### Problem to work on
Copy out the stretch of entries from the one containing "gray rock surface" through the end of the entries in full, shifting each keypoint coordinate by adding 136 to it.
((
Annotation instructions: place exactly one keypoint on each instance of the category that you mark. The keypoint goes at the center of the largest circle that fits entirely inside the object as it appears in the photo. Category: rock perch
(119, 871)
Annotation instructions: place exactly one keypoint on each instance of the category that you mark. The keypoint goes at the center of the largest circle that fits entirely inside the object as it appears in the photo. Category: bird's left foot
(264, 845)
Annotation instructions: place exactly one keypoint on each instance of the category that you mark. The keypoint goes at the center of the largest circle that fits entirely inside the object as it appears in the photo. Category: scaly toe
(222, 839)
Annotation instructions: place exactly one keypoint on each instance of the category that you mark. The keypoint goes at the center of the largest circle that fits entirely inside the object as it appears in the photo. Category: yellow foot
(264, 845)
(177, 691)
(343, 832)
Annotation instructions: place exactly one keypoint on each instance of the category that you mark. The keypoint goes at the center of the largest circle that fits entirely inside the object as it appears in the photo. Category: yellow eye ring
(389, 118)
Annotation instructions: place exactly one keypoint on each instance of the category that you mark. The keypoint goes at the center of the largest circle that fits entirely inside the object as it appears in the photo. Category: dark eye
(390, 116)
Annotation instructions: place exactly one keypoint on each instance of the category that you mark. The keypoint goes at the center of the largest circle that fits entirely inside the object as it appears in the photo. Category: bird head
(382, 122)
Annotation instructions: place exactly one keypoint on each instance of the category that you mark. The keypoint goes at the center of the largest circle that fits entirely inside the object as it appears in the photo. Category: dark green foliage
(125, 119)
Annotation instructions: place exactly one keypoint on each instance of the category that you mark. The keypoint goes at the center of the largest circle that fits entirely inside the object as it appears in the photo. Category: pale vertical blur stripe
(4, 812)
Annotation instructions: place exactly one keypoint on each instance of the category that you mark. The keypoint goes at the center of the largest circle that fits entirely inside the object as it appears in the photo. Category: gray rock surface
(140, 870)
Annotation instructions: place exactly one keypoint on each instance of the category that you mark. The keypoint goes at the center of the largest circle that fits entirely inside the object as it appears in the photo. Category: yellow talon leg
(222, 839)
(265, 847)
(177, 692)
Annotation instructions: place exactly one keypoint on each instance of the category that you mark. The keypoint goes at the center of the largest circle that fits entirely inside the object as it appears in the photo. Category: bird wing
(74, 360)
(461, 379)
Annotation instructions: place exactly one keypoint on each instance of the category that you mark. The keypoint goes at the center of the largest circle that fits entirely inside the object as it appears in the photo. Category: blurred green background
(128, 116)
))
### Full solution
Annotation instructions: place exactly one keypoint on each instance of the category that you mark. The keypoint goes at the center of the largest circle that fits entirely inside the object as it appears in the photo. Category: gray rock surface
(276, 1006)
Annotation instructions: place exactly one keypoint on each instance of the category that you mark. The keypoint goes at the center of the largest circle that fits entirely inside the object as it appears in the photo. Category: yellow talon leg
(358, 975)
(401, 983)
(313, 828)
Annotation instructions: place exactly one keypoint on each instance of the category that you mark. The keypoint goes at the center of the largest circle that fits entirely inside the object as it appears in the photo. Category: bird wing
(210, 496)
(597, 515)
Annotation instructions: place exactly one keypoint on each instance of the category that you mark. The keypoint goes at the center of the largest circle that fits entirely inside the object as it appears in the photo. Category: blurred green background
(264, 252)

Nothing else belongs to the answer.